*Working data*:
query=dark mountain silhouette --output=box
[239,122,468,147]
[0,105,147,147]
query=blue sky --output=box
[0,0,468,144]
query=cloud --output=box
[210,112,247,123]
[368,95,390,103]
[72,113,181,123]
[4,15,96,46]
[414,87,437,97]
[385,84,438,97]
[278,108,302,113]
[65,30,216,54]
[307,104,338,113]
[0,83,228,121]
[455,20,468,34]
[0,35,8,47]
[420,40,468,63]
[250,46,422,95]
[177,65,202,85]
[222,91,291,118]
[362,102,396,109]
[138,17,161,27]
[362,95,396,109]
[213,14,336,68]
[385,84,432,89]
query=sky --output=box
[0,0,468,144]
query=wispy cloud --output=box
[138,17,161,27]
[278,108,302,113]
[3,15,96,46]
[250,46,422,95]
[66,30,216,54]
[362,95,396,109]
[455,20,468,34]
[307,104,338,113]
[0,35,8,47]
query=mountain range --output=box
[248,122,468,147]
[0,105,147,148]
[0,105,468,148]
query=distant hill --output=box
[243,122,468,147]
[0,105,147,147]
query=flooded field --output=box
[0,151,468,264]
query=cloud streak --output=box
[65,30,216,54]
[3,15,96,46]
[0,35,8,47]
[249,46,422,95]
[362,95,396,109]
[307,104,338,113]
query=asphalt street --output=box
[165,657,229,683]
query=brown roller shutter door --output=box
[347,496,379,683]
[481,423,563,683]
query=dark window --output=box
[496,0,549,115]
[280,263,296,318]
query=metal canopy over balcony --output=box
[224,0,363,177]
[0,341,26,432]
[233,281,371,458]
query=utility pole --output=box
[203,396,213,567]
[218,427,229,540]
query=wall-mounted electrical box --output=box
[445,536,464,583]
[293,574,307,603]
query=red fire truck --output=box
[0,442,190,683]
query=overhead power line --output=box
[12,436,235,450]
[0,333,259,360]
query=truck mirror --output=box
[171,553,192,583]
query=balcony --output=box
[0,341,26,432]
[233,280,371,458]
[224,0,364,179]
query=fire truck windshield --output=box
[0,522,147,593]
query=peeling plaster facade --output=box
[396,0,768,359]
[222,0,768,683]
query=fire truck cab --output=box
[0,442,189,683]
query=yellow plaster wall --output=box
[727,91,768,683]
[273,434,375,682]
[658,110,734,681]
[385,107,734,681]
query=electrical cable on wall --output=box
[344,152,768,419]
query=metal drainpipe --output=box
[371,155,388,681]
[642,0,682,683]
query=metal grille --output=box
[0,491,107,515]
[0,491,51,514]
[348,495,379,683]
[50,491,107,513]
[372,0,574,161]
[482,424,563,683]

*Required work*:
Transcribe all of the material above without any changes.

*Full output*:
query=dark mountain silhouette --output=box
[239,122,468,147]
[0,105,147,147]
query=blue sky --output=box
[0,0,468,144]
query=cloud --output=box
[210,112,247,123]
[368,95,390,103]
[72,113,181,123]
[4,15,96,46]
[414,87,437,97]
[385,84,438,97]
[278,108,302,113]
[65,30,216,54]
[307,104,338,113]
[0,83,228,121]
[455,20,468,34]
[0,35,8,47]
[420,40,468,63]
[250,46,422,95]
[177,65,202,85]
[222,91,291,118]
[362,102,396,109]
[138,17,161,27]
[362,95,396,109]
[213,14,336,68]
[385,84,432,89]
query=sky --output=box
[0,0,468,144]
query=wispy cloud --output=box
[138,17,161,27]
[278,108,302,113]
[3,15,96,46]
[250,46,422,95]
[66,30,216,54]
[362,95,396,109]
[455,20,468,34]
[307,104,338,113]
[0,35,8,47]
query=mountain range --output=box
[248,122,468,147]
[0,105,147,148]
[0,105,468,148]
query=distant hill --output=box
[243,122,468,147]
[0,105,147,147]
query=flooded field --output=box
[0,151,468,264]
query=cloud streak --output=box
[65,30,216,54]
[3,15,96,46]
[0,35,8,47]
[249,46,422,95]
[362,95,396,109]
[307,104,338,113]
query=asphalt street --output=box
[165,657,229,683]
query=brown roller shutter door --output=box
[347,496,379,683]
[481,423,563,683]
query=dark window --output=box
[496,0,549,115]
[280,263,296,318]
query=metal canopy over balcony --output=box
[224,0,363,177]
[0,341,26,432]
[233,281,371,458]
query=utility pole --output=box
[203,396,213,567]
[218,427,229,540]
query=wall-mounted electrical box --output=box
[445,536,464,583]
[293,574,307,603]
query=red fire truck --output=box
[0,442,190,683]
query=overhead power line --output=box
[12,436,235,450]
[0,333,259,360]
query=truck mirror --output=box
[171,553,192,583]
query=balcony --output=box
[0,341,26,432]
[233,280,371,458]
[224,0,364,179]
query=fire truck windshield --output=box
[0,522,147,593]
query=peeling plaster facade --output=box
[396,0,768,359]
[222,0,768,683]
query=fire truck cab --output=box
[0,442,189,683]
query=yellow plaster wall --output=box
[727,91,768,683]
[273,434,375,682]
[658,110,734,681]
[385,107,734,681]
query=electrical cable on wall --output=box
[344,152,768,419]
query=metal drainpipe --output=box
[371,155,388,681]
[642,0,682,683]
query=metal grille --output=box
[0,491,107,515]
[0,491,51,514]
[348,495,379,683]
[50,491,107,513]
[372,0,574,161]
[482,424,563,683]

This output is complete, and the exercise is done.